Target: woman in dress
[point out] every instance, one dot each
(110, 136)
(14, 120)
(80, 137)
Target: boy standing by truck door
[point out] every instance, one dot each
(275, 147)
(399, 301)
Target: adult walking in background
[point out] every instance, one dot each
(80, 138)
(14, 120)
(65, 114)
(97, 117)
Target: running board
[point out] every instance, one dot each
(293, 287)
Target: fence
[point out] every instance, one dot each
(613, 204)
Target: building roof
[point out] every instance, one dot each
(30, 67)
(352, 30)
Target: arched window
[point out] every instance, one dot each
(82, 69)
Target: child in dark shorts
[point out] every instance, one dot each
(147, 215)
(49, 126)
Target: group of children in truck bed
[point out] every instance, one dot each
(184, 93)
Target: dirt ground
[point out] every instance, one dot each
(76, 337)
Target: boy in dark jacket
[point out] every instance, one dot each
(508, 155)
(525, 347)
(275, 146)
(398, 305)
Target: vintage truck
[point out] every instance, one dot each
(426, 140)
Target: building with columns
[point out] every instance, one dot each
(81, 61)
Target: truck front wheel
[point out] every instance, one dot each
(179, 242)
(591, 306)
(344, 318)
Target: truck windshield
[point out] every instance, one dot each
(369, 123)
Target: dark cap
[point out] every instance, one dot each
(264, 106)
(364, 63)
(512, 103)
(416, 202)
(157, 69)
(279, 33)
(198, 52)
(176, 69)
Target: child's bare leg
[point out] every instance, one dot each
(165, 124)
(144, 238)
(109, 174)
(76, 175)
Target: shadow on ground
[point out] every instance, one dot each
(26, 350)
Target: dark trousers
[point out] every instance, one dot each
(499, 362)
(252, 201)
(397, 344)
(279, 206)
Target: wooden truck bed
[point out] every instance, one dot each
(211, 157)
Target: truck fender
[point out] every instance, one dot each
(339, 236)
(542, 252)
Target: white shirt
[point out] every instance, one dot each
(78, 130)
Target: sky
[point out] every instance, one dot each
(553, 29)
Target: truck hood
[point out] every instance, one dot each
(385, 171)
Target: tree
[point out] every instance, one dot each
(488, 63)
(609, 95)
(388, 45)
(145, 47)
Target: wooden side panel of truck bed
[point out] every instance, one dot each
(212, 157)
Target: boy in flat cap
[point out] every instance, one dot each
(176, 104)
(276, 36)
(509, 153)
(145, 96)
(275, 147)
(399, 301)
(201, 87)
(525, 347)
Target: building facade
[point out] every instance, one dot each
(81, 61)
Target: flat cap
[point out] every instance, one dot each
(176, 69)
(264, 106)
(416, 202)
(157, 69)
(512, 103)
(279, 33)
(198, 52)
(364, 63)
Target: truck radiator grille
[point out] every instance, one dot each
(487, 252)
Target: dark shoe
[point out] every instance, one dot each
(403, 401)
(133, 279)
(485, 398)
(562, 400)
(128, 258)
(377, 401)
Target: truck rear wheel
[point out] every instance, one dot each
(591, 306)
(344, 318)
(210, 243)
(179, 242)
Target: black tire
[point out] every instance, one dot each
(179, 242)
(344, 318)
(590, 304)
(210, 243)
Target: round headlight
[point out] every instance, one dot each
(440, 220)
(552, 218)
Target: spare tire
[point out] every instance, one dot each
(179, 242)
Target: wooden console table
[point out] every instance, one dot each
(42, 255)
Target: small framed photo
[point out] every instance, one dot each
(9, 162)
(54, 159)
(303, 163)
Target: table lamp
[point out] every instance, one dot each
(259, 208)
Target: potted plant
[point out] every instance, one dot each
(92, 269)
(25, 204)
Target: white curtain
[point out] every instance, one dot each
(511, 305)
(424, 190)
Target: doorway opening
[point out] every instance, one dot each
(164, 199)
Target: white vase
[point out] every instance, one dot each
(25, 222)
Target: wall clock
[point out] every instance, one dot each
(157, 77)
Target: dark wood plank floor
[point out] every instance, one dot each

Exercise: Output the listing above exactly as it appears.

Written answer:
Target: woman in dress
[point out] every instance, one dot each
(110, 136)
(14, 120)
(80, 137)
Target: boy standing by truck door
[point out] every instance, one dot each
(275, 147)
(399, 301)
Target: adult walking in background
[point out] every instance, one dot each
(80, 138)
(14, 120)
(65, 114)
(97, 117)
Target: running board
[point out] every instance, one dot each
(293, 287)
Target: fence
[point out] every instance, one dot each
(613, 204)
Target: building roof
[point out] every instance, one dot each
(30, 67)
(352, 30)
Target: arched window
[point out] every instance, one dot each
(82, 69)
Target: child in dark shorts
[point out] every instance, one dot each
(147, 215)
(49, 126)
Target: group of children in truck bed
[point out] every instance, one dot each
(184, 93)
Target: dirt ground
[point out] every instance, one dot each
(76, 337)
Target: boy in dark jacket
[point out] every instance, one dot each
(508, 155)
(525, 347)
(275, 146)
(398, 305)
Target: vintage truck
[point out] every instance, one dot each
(426, 140)
Target: building with columns
[point out] every instance, one dot each
(81, 61)
Target: truck front wheel
[point out] every instance, one dot each
(179, 242)
(591, 306)
(344, 318)
Target: truck windshield
[point out] every instance, one dot each
(369, 123)
Target: dark cap
[point out] every instance, one dot each
(264, 106)
(364, 63)
(512, 103)
(416, 202)
(157, 69)
(279, 33)
(198, 52)
(176, 69)
Target: child's bare leg
[point out] every instance, one dot each
(165, 124)
(144, 238)
(109, 174)
(76, 175)
Target: shadow on ground
[point out] every instance, one dot each
(26, 350)
Target: dark trousers
[point out] every instance, one dot each
(499, 362)
(252, 201)
(397, 344)
(279, 206)
Target: wooden truck bed
[point out] every instance, one dot each
(211, 157)
Target: truck fender
[point out] every instance, one dot each
(339, 236)
(542, 252)
Target: white shirt
[point out] every instance, one dot each
(78, 130)
Target: sky
[point out] every instance, one dot each
(553, 29)
Target: truck hood
[point out] every instance, one dot each
(385, 171)
Target: tree
[point out] every instance, one dot each
(488, 63)
(609, 95)
(388, 45)
(145, 47)
Target: wooden side panel of truck bed
[point out] every instance, one dot each
(212, 157)
Target: boy in flat cap
[point out] every instance, one dot each
(176, 104)
(276, 36)
(509, 153)
(145, 96)
(275, 147)
(399, 301)
(201, 87)
(525, 347)
Target: building facade
[point out] every instance, one dot each
(81, 61)
Target: flat cap
[point out] every instance, one dot each
(176, 69)
(264, 106)
(416, 202)
(157, 69)
(512, 103)
(279, 33)
(198, 52)
(364, 63)
Target: truck radiator grille
[point out] every instance, one dot each
(487, 252)
Target: dark shoe
[point out] every instance, one dot each
(403, 401)
(133, 279)
(485, 398)
(562, 400)
(128, 258)
(377, 401)
Target: truck rear wheel
[point out] every instance, one dot each
(591, 306)
(344, 318)
(210, 243)
(179, 242)
Target: black tire
[point out] every instance, one dot each
(179, 242)
(344, 318)
(590, 304)
(210, 243)
Target: round headlight
[point out] every instance, one dot each
(440, 220)
(552, 218)
Target: spare tire
[point out] every instance, one dot each
(179, 242)
Target: wooden console table
[point out] every instance, one dot each
(42, 255)
Target: small framed photo
[point out] every instance, one dot each
(9, 162)
(54, 159)
(303, 163)
Target: table lamp
[point out] every instance, one dot each
(259, 208)
Target: potted plant
[point out] every instance, one dot each
(92, 269)
(25, 204)
Target: white curtain
[point out] every instance, one dot each
(511, 305)
(424, 190)
Target: doorway opening
[point out] every instance, one dot each
(164, 199)
Target: white vase
[point out] every instance, one dot each
(25, 222)
Target: wall clock
[point out] every instance, one dot each
(157, 77)
Target: dark wood plank floor
[point out] every instance, one dot each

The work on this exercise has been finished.